INFORMATION SHOWN START

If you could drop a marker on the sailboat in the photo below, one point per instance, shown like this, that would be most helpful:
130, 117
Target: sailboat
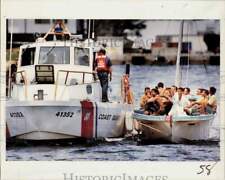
56, 93
175, 128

INFORMATION SHOWN END

▶ _WORK INSTRUCTION_
Reproduce the full listing verbatim so that only the pictures are missing.

▶ _EXERCISE SOLUTION_
If you could drop a marker on the sailboat in the photo below, one point per instance, shown like this, that would be most helpful:
130, 117
Target: sailboat
56, 93
175, 128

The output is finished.